§ **GOAL**: Copy every line of the listing from the line containing "In this exercise you will locate the sign" to the line containing "point(379, 151)", both inclusive. Shift each coordinate in the answers by adding -95, and leave all other text unchanged.

++++++++

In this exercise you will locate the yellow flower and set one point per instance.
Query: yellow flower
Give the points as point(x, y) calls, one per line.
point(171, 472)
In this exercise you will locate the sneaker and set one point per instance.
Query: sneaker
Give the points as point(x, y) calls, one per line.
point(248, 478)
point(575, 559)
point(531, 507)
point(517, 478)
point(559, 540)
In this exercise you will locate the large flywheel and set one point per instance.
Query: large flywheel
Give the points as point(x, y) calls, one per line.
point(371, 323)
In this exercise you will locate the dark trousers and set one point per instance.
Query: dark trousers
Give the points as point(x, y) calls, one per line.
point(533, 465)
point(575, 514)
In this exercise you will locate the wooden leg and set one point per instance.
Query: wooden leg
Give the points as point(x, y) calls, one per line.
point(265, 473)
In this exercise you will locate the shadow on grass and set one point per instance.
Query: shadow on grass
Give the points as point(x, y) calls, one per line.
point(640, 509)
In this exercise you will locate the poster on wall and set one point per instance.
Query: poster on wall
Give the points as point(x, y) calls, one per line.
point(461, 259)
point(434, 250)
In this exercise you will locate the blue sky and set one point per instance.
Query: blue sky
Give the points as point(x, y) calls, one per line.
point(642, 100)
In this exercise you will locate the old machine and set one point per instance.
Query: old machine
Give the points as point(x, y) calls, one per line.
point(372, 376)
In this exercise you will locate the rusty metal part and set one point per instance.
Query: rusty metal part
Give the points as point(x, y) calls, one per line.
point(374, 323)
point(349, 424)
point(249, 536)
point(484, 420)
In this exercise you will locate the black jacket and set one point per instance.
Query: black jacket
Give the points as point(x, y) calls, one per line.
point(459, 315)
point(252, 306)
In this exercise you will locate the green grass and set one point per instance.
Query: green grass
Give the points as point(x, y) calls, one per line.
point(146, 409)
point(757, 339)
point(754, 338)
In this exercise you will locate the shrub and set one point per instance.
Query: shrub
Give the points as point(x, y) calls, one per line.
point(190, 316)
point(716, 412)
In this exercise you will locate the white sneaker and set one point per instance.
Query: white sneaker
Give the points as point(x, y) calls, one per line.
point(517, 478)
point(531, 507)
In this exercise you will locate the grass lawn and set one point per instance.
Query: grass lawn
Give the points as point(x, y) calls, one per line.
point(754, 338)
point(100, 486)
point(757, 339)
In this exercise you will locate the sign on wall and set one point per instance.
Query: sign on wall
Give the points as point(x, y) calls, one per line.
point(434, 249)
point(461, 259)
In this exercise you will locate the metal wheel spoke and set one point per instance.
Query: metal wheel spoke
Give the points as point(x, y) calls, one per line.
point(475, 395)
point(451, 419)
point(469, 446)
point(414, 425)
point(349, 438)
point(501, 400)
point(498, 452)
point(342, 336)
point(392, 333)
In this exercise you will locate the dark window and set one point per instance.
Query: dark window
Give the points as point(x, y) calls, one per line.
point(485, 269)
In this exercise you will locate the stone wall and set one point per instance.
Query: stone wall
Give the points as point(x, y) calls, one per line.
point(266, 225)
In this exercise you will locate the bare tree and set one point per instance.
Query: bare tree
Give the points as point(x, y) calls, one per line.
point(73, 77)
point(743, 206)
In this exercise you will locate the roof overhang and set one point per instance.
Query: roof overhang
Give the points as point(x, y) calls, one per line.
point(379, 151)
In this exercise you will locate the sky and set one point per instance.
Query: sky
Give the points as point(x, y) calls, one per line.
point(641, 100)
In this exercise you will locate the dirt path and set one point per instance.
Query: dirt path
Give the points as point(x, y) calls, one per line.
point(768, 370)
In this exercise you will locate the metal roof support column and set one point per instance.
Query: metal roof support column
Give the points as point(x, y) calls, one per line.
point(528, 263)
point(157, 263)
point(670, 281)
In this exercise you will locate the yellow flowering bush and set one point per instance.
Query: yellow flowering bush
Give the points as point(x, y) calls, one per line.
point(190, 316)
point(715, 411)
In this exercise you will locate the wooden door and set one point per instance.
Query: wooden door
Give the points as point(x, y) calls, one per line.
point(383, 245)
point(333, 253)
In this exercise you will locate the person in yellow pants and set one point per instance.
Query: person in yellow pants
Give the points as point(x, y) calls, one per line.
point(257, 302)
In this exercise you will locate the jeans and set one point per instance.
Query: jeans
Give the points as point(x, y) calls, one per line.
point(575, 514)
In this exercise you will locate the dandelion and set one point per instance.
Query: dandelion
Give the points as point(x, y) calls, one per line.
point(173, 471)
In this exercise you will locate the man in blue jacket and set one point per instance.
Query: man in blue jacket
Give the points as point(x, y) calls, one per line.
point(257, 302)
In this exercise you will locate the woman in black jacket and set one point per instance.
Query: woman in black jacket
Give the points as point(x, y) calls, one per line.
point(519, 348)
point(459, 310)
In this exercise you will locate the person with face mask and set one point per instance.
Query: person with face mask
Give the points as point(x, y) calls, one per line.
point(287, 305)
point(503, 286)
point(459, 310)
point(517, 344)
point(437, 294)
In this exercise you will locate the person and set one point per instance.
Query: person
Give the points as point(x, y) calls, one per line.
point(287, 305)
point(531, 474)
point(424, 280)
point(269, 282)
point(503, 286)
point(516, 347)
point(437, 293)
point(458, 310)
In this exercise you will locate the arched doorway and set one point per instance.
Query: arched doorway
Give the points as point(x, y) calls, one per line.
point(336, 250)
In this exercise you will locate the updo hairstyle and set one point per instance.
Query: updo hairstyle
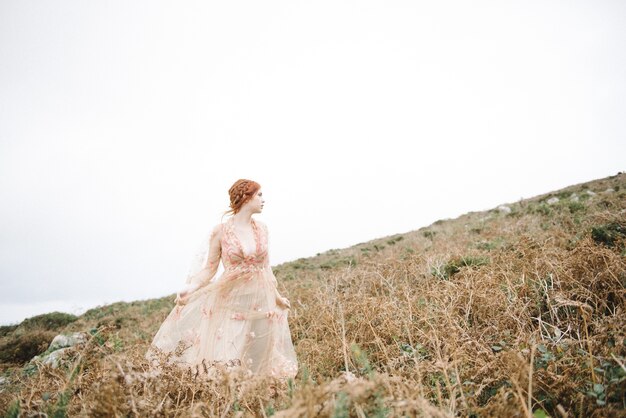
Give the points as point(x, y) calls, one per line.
point(240, 192)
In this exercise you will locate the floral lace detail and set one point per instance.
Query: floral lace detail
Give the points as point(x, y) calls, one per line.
point(233, 256)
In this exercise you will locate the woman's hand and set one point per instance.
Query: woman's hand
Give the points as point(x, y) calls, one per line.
point(181, 297)
point(282, 301)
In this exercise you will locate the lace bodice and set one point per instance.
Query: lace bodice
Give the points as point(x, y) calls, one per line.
point(232, 252)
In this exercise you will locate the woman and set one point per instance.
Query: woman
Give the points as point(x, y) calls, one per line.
point(239, 319)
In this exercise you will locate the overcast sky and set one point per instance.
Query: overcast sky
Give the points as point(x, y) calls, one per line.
point(124, 123)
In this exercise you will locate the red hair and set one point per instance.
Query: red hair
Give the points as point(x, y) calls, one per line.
point(240, 192)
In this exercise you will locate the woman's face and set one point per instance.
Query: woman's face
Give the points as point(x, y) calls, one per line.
point(257, 202)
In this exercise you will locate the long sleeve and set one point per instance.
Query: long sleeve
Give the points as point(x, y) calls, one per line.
point(212, 260)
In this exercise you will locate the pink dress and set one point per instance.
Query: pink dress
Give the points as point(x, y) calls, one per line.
point(234, 320)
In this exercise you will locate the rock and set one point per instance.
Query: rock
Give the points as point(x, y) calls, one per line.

++++++++

§ **TASK OUTPUT**:
In this exercise you will locate the sign on wall and set one point per instance.
Query: sign on wall
Give the points as point(x, y) calls, one per line.
point(339, 154)
point(366, 164)
In this exercise you will locate the metal wheel spoke and set one point per instance.
Query: metal wheel spoke
Give the points as point(x, y) calls, one per line.
point(380, 300)
point(356, 324)
point(374, 351)
point(319, 330)
point(254, 343)
point(406, 305)
point(403, 357)
point(247, 241)
point(297, 238)
In this exercise you will locate the dark window and set one point per instance.
Query: dark window
Give the points as point(x, y) calls, one per line.
point(390, 174)
In this exercise you will locate the stone wall and set one point per instance.
Query: stone wall
Give the points as point(x, y) calls, one per line.
point(171, 130)
In this exercise you will locate the bare tree and set one point per instance.
Query: bare tree
Give the points as point(x, y) calls, one per line.
point(-22, -18)
point(648, 111)
In this exercise you will locate the roof overhang and set one point per instance.
Query: roof overhang
Give the points as point(x, y) calls, one per line.
point(284, 56)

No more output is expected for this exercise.